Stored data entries

*** Block opens ***

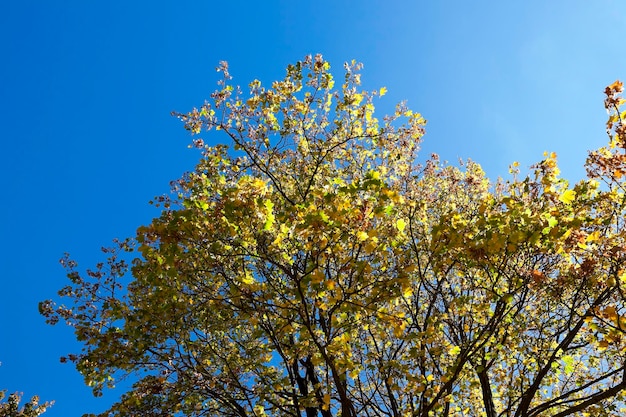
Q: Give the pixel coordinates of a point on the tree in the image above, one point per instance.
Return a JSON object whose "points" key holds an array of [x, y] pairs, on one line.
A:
{"points": [[311, 267], [11, 407]]}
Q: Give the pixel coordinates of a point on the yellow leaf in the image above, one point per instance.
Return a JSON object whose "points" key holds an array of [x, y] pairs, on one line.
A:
{"points": [[455, 350], [568, 196], [326, 404]]}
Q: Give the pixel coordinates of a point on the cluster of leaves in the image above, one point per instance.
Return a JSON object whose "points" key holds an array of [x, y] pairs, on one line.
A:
{"points": [[11, 407], [312, 267]]}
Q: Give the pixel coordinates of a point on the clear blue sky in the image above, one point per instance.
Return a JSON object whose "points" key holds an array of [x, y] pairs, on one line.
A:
{"points": [[86, 90]]}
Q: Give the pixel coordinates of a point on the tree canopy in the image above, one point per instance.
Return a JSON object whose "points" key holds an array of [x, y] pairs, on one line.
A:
{"points": [[315, 265], [11, 407]]}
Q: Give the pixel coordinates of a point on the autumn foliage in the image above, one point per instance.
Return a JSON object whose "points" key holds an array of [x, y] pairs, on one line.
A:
{"points": [[313, 266]]}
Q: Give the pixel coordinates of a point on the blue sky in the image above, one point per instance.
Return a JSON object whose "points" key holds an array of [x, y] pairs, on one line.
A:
{"points": [[87, 88]]}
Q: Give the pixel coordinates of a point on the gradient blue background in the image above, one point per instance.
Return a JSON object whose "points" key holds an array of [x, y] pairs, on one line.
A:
{"points": [[86, 89]]}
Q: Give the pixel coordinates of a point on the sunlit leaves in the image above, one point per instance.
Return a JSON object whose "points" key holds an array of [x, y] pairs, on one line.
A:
{"points": [[316, 265]]}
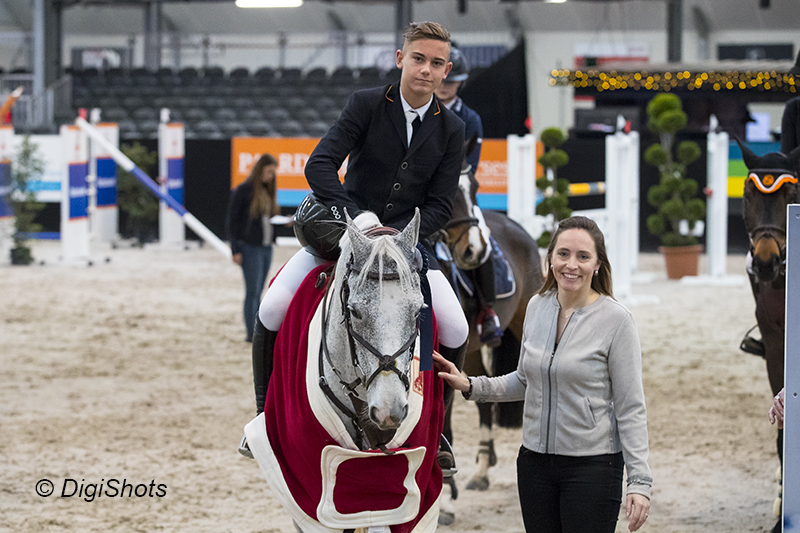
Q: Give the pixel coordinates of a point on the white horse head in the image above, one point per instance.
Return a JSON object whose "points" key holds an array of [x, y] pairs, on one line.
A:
{"points": [[373, 326]]}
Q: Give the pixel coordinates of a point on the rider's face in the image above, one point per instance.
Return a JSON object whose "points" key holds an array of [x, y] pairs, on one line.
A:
{"points": [[424, 65], [447, 90]]}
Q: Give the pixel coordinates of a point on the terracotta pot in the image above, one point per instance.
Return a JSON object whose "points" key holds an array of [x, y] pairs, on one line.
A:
{"points": [[681, 260]]}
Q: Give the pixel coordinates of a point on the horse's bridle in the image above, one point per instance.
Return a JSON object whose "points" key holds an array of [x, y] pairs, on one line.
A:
{"points": [[385, 362], [470, 222]]}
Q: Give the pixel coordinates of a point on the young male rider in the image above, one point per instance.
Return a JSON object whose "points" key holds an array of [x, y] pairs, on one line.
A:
{"points": [[483, 276], [405, 151]]}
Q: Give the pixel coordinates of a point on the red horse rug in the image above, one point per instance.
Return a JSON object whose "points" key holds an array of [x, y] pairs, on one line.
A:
{"points": [[312, 464]]}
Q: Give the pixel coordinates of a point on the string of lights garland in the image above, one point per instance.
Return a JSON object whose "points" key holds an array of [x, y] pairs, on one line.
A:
{"points": [[667, 80]]}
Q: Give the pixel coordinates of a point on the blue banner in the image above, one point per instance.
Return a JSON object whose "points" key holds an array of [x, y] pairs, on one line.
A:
{"points": [[5, 190], [106, 182], [175, 179], [78, 191]]}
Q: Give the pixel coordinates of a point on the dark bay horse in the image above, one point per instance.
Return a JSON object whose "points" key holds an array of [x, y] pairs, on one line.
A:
{"points": [[466, 246], [771, 185]]}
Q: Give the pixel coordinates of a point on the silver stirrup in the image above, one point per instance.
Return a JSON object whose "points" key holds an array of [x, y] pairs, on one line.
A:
{"points": [[244, 449]]}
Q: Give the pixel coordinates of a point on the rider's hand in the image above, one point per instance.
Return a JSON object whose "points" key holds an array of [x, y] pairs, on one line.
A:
{"points": [[449, 373], [367, 220], [776, 411]]}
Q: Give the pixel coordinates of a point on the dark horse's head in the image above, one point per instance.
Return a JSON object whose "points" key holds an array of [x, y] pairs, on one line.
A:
{"points": [[770, 186], [462, 233]]}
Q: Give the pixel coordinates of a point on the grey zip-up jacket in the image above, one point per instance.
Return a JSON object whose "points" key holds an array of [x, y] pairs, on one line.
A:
{"points": [[584, 397]]}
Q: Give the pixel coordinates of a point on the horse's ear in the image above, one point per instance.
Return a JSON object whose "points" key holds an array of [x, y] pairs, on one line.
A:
{"points": [[794, 159], [410, 235], [358, 241], [750, 157], [470, 145]]}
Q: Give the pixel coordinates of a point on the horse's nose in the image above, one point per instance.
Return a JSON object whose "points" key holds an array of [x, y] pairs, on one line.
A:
{"points": [[388, 418], [766, 270]]}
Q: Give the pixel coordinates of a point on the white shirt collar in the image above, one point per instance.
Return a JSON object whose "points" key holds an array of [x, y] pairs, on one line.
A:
{"points": [[420, 110]]}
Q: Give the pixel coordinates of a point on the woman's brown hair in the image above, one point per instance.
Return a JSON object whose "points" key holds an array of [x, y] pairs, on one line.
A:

*** Block closes ***

Work instruction -
With the images excluded, all entries are to be given again exactly.

Response to the exercise -
Q: Give the pixel coordinates of a point on the tree in the image above, one point per instance.
Return a JSON object whose "points" key holds an array of [x, y] pairs, on one line.
A:
{"points": [[311, 267], [11, 407]]}
Q: Give the pixel coordinates of a point on the yellow leaf in the image above, one point per instance.
Return a JSON object whose "points" key holds an array of [x, y] pairs, on one line.
A:
{"points": [[455, 350], [568, 196], [326, 404]]}
Q: Give the pixel coordinates of a point on the cluster of leaves in the image above, one point per instance.
Return a JSON object whose "points" key holds an array of [x, y] pairs, on one line.
A:
{"points": [[11, 407], [312, 267]]}
Q: Give the pixel coordinates of a point on the clear blue sky in the image above, one point per instance.
Return a JSON object whose "points" key holds an array of [x, y] pairs, on one line.
A:
{"points": [[86, 90]]}
Q: Give the pixel coordinates of a point on the tree canopy in the image above, one point per instance.
Return a JSON object whose "points" key holds an array of [x, y] pairs, on one line.
A:
{"points": [[315, 265], [11, 407]]}
Q: Give the pixel coordinates of a point on the autumn foliage in the image above, one point per instance.
Return a JSON object whose "points" key holds an array of [x, y] pairs, on one line.
A:
{"points": [[313, 266]]}
Q: Give the pixel coordinates of a point on the blue sky in the image above, one point per instance.
Return a JSON object whose "points" key holds an array of [x, y] pairs, on one line.
A:
{"points": [[87, 88]]}
Q: Give the pixel coordinates of a point on the gradient blue background in the image above, one point per instance.
Return a JSON object whose "points" key holds an array of [x, y] pairs, on one line.
A:
{"points": [[86, 89]]}
Q: Give the pixel coordinates of a point on the sunlit leaves in the image above, one point per instance.
Return a JSON object whose "points" key holds an array of [x, y] pairs, on one line.
A:
{"points": [[316, 265]]}
Q: Give the pixel coordinates of a point on the white horse head in the image above, one point per instance.
Return a JSON object whose "points" key holds an array of [x, y] pairs, on one line.
A:
{"points": [[373, 326]]}
Q: Give the pixel coordinates of a point on the rider's face in the image above, one point per instance.
Return a JSON object whose "points" key holds an array of [x, y] pairs, on one line.
A:
{"points": [[424, 65], [447, 90]]}
Q: Give the pixel coordinates of a point on the terracotta pot in the image above, one point per instance.
Return a JSON object whose "points" key holds an array of [x, y] pairs, on one line.
A:
{"points": [[681, 260]]}
Q: Give the pixel coordinates of a point on the horse's bridle in the image above, one point per instance.
Return a JSON object whose "points" key holds an array of [x, y] pairs, on one line.
A:
{"points": [[385, 362], [470, 222]]}
Q: Give the pixel coordinates of a point on the young male rider in the image above, one point per instance.
Return a JSON object whose "points" key holds an array of [x, y] pairs, on one line.
A:
{"points": [[483, 276], [405, 151]]}
Q: Give the pixel coordinates of a point on the red horse rug in the image above, one point per instance.
Return a JSON object whose "points" key holds an array of [x, y] pairs, on one line.
A:
{"points": [[312, 464]]}
Q: Give the pixel coordinates of a point on the string of lights garland in the image above, one point per instance.
Return a JSON object whose "points" key holds an array of [x, y] pairs, on one line.
A:
{"points": [[667, 80]]}
Q: Give the pixel coordinates of a point on the blue banner in the image above, one point per instance.
Return a JSON object whose "points" key holds an array of [x, y] pairs, on one line.
A:
{"points": [[5, 190], [106, 182], [175, 179], [78, 191]]}
Q: Give the pixel coordinates of a point on the dark bay horse in the image above, one point per instance.
Return a JSON object whose "points" key holds an array of [x, y] pairs, on one line.
A:
{"points": [[466, 246], [771, 185]]}
Q: Give the pixel coordinates of a point on the silver stirrup in the image above, one point per instance.
Return a JSON object whose "points" key holds an array of [x, y] pairs, on one line.
A:
{"points": [[244, 449]]}
Q: Give the pixel coordinates of a point on the rider's hand in the image above, one point per instance.
Return a JSON object whose "points" key holds an array of [x, y] pairs, on one line.
A:
{"points": [[449, 373], [367, 220], [776, 411]]}
Q: Give the pixel coordinates of a point on the dark horse's head in the image above, one point per instance.
Return a JSON object whose "points" key holds an array of [x, y] pairs, on one line.
A:
{"points": [[770, 186], [462, 233]]}
Q: Give the pixel coordinates of a point on the grey zip-up jacket in the image above, one point per instance.
Return a JSON object whose "points" key holds an array of [x, y] pairs, on one line.
A:
{"points": [[584, 397]]}
Q: Give the pixel coordinates of a point on the horse's ear in the image above, one point per instance.
Return a JSON object whose "points" key holds an array of [x, y] pairs, on one line.
A:
{"points": [[794, 159], [410, 235], [358, 241], [750, 157], [470, 145]]}
Q: Give the pixel coordinates of a point on the horse's nose in the image above, one point per instance.
Return a JSON object whose "points" key holds an array of [x, y] pairs, on one line.
A:
{"points": [[388, 418], [766, 270]]}
Q: Give the pixel coordinates of a point on the white shirt collar in the image above, one point per instance.
Return a JSON object whose "points" key holds an array of [x, y] pairs, on one line.
A:
{"points": [[420, 110]]}
Q: Give the pixel coordinates of a point on the woman's brown hair in the image above, one point per instance.
Return a JSON object whose "points" key holds an array of [x, y] pairs, on one line.
A:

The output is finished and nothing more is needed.